## BEGIN Dataset entries
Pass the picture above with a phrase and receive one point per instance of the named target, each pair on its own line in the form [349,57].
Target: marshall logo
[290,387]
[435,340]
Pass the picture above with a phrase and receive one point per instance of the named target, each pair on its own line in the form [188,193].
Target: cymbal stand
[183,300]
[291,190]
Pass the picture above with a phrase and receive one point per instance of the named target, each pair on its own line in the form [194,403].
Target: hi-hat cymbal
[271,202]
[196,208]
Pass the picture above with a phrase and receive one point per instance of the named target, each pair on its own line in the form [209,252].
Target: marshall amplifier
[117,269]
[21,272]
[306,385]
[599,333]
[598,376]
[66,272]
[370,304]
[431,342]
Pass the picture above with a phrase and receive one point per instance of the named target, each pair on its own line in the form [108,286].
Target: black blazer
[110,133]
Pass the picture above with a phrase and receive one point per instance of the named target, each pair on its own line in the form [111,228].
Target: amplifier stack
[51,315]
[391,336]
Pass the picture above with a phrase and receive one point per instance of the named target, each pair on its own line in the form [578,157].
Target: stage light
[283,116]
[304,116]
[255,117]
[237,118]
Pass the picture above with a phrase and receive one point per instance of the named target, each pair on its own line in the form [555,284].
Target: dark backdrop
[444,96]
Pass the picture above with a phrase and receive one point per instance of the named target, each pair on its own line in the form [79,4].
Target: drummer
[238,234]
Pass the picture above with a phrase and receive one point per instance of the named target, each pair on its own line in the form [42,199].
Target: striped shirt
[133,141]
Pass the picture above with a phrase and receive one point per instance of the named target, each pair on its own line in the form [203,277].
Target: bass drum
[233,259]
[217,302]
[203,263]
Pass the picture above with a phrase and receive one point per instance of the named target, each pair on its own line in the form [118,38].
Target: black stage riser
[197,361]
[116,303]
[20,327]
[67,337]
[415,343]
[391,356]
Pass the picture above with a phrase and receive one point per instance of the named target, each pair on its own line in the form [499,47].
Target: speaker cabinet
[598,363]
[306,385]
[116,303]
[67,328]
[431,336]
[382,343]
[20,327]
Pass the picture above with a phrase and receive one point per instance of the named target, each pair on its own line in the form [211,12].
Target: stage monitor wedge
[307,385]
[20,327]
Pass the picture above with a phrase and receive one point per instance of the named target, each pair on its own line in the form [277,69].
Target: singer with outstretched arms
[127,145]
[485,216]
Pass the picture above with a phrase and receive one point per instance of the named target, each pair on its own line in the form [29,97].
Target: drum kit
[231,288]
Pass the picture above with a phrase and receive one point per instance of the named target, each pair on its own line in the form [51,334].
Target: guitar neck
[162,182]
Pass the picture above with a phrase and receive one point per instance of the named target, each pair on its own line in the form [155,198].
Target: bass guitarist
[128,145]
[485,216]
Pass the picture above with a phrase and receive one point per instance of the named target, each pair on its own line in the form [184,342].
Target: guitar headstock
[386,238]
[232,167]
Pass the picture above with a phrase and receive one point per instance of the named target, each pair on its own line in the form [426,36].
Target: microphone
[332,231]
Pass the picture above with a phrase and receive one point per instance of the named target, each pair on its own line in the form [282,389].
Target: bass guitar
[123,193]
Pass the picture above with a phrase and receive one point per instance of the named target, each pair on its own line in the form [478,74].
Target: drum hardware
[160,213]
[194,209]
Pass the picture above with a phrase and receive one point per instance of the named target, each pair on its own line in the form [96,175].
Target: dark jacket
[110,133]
## END Dataset entries
◆ Aim of the exercise:
Write out everything from the line containing "the form [155,198]." down to the end of the items, requests included, and shift every coordinate in the answers up by 90. Leave the requests and their sample coordinates unchanged.

◆ Correct response:
Pass the picture above with a phrase and receive one point per instance of the named target, each pair on its own line in the form [155,198].
Target: bass guitarist
[218,235]
[575,306]
Pass the picture above with a phrase and receive one point per instance of the named target, each pair on its own line in the form [184,342].
Target: guitar headstock
[476,328]
[322,257]
Pass the picture above with a phrase and receive one point per instance of the named target, each pair on its own line in the form [426,36].
Target: microphone
[422,321]
Pass the picture above with a phrase and receive one point per instance of the named target, each pair on its own line in the form [282,389].
Target: bass guitar
[213,283]
Pass the picture above with a phrase and receive one point per instance of the named target, each pair on its own line in the form [478,74].
Target: drum hardware
[250,303]
[284,299]
Pass the picture above with a phrase and receive one point per instance of the named target, each pair on its own line in the form [96,175].
Target: dark jacket
[200,223]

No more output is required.